## Task instructions:
Copy out each line in the material below that has the word "query".
(Beginning of Records)
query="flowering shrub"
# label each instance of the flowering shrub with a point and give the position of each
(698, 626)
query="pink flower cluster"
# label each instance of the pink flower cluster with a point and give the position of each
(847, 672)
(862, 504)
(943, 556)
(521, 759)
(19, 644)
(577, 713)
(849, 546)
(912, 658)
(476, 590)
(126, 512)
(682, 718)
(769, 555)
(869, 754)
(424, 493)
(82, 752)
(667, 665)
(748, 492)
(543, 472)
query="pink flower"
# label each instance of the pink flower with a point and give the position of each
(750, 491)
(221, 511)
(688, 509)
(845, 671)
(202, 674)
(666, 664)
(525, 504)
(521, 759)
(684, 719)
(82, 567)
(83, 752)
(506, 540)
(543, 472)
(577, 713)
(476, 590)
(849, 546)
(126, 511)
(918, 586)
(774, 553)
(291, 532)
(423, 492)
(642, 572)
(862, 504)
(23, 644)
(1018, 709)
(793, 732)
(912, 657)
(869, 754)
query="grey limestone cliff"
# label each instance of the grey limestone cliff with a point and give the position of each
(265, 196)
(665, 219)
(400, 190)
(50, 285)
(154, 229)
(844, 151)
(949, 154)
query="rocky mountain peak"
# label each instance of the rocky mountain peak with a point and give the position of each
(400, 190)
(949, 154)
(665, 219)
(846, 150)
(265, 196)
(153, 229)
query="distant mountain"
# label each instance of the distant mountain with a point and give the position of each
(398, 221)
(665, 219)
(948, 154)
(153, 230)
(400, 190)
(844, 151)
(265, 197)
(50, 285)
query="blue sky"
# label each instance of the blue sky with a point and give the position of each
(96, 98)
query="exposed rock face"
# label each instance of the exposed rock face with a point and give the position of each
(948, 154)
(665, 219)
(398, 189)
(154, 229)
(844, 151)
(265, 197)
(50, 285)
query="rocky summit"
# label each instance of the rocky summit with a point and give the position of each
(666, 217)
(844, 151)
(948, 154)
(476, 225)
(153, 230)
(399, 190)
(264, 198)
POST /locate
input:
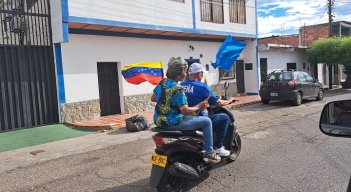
(End of Records)
## Written answer:
query="flowering shrub"
query="pink flower cluster"
query="pink flower"
query="grey limestone cliff"
query="rocky mountain peak"
query="distant mountain"
query="blue sky"
query="exposed rock face"
query="rocky summit"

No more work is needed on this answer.